— START Information given —

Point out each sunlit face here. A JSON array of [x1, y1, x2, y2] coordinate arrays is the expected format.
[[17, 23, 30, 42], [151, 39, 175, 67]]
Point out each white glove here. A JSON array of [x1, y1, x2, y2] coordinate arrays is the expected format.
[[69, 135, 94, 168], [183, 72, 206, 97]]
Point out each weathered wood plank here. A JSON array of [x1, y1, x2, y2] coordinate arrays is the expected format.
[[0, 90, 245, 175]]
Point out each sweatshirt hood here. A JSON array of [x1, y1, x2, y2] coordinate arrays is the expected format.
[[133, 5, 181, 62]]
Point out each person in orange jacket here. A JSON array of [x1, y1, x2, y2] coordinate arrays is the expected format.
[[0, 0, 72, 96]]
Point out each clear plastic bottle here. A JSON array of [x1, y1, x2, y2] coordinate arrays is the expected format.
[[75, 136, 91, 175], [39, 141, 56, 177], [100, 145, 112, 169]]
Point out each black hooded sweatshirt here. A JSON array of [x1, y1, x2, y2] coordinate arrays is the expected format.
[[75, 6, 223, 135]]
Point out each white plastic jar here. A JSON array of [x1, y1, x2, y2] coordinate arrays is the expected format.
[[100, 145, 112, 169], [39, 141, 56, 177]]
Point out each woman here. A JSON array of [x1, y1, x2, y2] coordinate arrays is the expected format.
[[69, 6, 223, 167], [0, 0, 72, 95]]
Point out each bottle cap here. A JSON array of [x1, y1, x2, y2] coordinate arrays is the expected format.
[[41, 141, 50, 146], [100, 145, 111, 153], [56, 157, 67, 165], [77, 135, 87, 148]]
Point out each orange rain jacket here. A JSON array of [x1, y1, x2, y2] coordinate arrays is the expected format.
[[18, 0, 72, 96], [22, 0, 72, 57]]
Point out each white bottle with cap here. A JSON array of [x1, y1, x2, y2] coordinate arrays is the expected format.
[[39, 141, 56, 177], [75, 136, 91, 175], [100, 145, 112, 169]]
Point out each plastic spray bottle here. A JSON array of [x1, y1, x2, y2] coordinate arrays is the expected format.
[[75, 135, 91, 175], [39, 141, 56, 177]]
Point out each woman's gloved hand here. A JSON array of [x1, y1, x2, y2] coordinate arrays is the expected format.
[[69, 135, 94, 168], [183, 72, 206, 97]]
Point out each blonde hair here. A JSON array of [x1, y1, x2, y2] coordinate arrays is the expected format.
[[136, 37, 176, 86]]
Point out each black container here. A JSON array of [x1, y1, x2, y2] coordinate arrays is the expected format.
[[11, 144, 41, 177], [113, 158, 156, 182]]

— END Information given —

● Problem:
Reproduce the listing above, replacing "Point out" with "Locate" throughout and keeping everything else the same.

● Task response:
Locate each sunlit face here. A JSON array of [x1, y1, x2, y2] coordinate arrays is the expected format.
[[17, 23, 30, 42], [151, 39, 175, 67]]
Locate each white glove here. A JSON array of [x1, y1, x2, y2] coordinate arrays is the expected format.
[[69, 135, 94, 168], [183, 72, 206, 97]]
Locate each weathered wood plank here. A JSON array of [x1, y1, x2, y2] coordinate arrays is the expected format.
[[0, 90, 245, 175]]
Locate each sweatshirt hood here. A JSON array of [x1, y1, x2, y2] coordinate arrays is the expected format.
[[133, 5, 181, 62]]
Locate each person in orange jacket here. A JSON array of [x1, y1, x2, y2] coordinate arrays is the expected format.
[[0, 0, 72, 96]]
Locate each clear plastic bottle here. A JSON array of [x1, y1, x2, y2] coordinate arrays is the expected format.
[[75, 136, 91, 175], [39, 141, 56, 177], [100, 145, 112, 169]]
Locate each black hooded sweatshirt here. A JSON array of [x1, y1, x2, y2] coordinate arrays is the expected format.
[[75, 6, 223, 135]]
Locate each white plastic jar here. A JSON array of [x1, y1, x2, y2] coordinate arrays is the expected format.
[[100, 145, 112, 169], [39, 141, 56, 177]]
Locate each woman here. A JSON array of [x1, y1, x2, y2] coordinate arrays is the expected format.
[[69, 6, 223, 167], [0, 0, 72, 95]]
Locate each bottle cap here. A JSON array of [x1, y1, x2, y2] coordinate arrays is the expected format.
[[41, 141, 50, 146], [100, 145, 111, 153], [56, 157, 67, 165], [77, 135, 87, 148]]
Locate each orange rain jacket here. A JSON array of [x1, y1, x2, y2] coordinate arrays is the expected format.
[[18, 0, 72, 96], [22, 0, 72, 57]]
Locate each white bottle with cap here. A JSON array of [x1, y1, x2, y2] coordinate arrays is the expected format.
[[39, 141, 56, 177], [75, 136, 91, 175], [100, 145, 112, 169]]
Locate each plastic spray bottle here. A JSON array of [x1, y1, x2, y2] coordinate arrays is the expected format.
[[75, 135, 91, 175], [39, 141, 56, 177]]
Locate each woman's gloved hand here. A JSON array of [x1, y1, x2, y2] coordinate arrays is the expected format.
[[69, 135, 94, 168], [183, 72, 206, 97]]
Locate each blonde hair here. A JSON array of [x1, y1, x2, y2] coordinate arrays is the expected format.
[[136, 37, 176, 86]]
Locate each black container here. A JSON array of [x1, y1, x2, y2] coordinate arrays is the expected format.
[[11, 144, 41, 177], [113, 158, 156, 182]]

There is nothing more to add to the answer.